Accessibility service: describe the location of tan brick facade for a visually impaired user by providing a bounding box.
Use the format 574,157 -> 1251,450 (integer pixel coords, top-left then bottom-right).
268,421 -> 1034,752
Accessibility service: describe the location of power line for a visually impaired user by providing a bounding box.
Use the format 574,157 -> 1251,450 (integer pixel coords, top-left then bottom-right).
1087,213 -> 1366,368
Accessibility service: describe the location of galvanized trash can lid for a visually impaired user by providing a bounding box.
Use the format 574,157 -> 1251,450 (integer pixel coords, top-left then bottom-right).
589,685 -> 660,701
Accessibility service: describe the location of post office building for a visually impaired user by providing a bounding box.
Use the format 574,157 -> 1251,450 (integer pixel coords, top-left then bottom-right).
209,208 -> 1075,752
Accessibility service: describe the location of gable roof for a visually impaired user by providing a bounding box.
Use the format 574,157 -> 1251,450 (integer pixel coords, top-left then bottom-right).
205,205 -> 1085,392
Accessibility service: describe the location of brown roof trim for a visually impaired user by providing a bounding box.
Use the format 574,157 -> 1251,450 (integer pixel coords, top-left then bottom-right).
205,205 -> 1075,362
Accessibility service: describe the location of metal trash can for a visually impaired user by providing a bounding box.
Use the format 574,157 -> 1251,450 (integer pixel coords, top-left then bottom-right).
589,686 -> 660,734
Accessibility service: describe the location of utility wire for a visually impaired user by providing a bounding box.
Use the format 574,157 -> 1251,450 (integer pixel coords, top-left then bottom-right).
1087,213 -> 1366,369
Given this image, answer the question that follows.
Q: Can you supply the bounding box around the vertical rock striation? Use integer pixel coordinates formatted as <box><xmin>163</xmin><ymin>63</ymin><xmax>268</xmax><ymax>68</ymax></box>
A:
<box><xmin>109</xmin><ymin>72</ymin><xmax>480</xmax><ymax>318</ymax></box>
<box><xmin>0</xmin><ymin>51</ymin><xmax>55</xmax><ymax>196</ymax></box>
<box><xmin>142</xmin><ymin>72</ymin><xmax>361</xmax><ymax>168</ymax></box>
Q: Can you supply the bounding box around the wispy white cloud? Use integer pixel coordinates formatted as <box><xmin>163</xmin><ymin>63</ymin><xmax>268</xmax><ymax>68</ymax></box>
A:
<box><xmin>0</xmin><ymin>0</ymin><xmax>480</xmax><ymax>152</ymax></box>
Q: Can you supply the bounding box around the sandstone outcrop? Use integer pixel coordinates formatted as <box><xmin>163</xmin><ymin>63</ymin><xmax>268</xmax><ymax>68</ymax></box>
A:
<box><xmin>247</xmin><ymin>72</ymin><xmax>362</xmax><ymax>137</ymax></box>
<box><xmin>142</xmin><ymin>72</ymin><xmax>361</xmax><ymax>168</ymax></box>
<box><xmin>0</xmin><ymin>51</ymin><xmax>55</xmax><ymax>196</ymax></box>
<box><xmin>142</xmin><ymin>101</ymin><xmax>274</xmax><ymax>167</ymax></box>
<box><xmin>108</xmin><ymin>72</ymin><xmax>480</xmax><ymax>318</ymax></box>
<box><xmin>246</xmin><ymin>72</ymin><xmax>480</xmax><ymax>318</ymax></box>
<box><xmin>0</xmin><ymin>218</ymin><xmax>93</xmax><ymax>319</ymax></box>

━━━━━━

REQUEST
Reproduce the lines from the start of the rows to the line with "268,421 -> 1034,752", swapping "tan brick facade" for "red brick wall" and keeping everything else the same. Give only those lines.

FULL OUTPUT
Accessibility service: describe the location of red brick wall for a visually impaired user by providing a bounding box.
Use the format 574,157 -> 1251,450 (integer pixel coords, top-left then bottom-right).
268,421 -> 1034,752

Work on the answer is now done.